--- REQUIRED WORK ---
(1) According to the mailing-list post about stopping a runaway print job, how many times in the last couple of months has the printer crashed and needed a pull-the-plug powerdown?
(2) Write the next part of the mailing-list post about the runaway print job, continuing after its final sentence.

[cups.general] back to square one with job killing

Gene Heskett gene.heskett at verizon.net
Thu Dec 21 15:16:23 PST 2006


On Thursday 21 December 2006 13:14, Brandon S. Allbery KF8NH wrote:
>On Dec 21, 2006, at 1:11 PM, Gene Heskett wrote:
>> rebooted, including a powerdown on the printer which was still pumping
>> out paper when the machine was half rebooted.  I'd killed the job from
>> the web page, and had gone around with mc nuking stuff related to
>> the job
>> to no avail...
>>
>> Is there no reliable way to stop such a runaway, resource wasting job
>> except a full powerdown on the whole chain?
>
>Power printer off, kill job (if it still exists), power printer back
>on.  Modern laser printers have humongous buffers.  (I've watched our
>Dell W5300 suck down an entire large queue from the server while it's
>warming up to print the burst page for the first job.)

I suspect that may have been the case here, but this is a mere Epson C82, 
whose memory buffer probably can't hold more that one sweep of the head 
out & back.  It actually surprised me that it could print ascii text!

It may be that I'm approaching the end of this old warhorse C82, I've had 
it crash and require a pull the plug powerdown 3 times in the last couple 
of months, more often since I installed FC6 TBE.

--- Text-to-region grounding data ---
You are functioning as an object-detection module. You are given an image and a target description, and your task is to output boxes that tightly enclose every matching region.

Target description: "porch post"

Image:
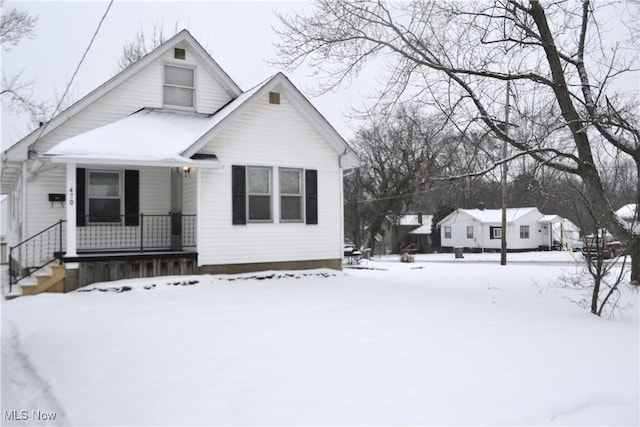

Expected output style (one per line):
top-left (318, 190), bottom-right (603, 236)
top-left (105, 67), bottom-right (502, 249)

top-left (66, 163), bottom-right (78, 257)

--- ANSWERS FOR THIS EXERCISE ---
(1) Three times.

(2)
But this exact scenario, where the whole system has had to be rebooted 
after cleaning up the job files to actually stop the printer is something 
I've railed about from the gitgo years ago.  It seems to me that there 
should be (this IS a packet protocol printer) a way to force a software 
reset and buffer flush so it stops in its tracks, spitting out the 
unfinished current sheet just to clear the paper path and return then to 
the idle state.

Can this not be done as part & parcel of the job kill?

And its typically doing the crash when a powerdown from the front panel is 
attempted while its busy.  That was the case in this instance also.  At 
times I'd kill for a genuine power switch.  Finding its power cable on 
the strip to unplug it is a PITA.  You wouldn't believe my power 
distribution here, its all from one wall plug, but I haven't had a modem 
or anything else destroyed by a lightning strike in the years since I did 
it.

I have a C88 also, but it has had paper feed issues (crooked sheets bend 
the bottom corners over, even in 40-60 lb photo papers) since it came out 
of the box, and the color is horrible compared to the well tuned state 
the C82 drivers are in.

-- 
Cheers, Gene
"There are four boxes to be used in defense of liberty:
 soap, ballot, jury, and ammo. Please use in that order."
-Ed Howdershelt (Author)
Yahoo.com and AOL/TW attorneys please note, additions to the above
message by Gene Heskett are:
Copyright 2006 by Maurice Eugene Heskett, all rights reserved.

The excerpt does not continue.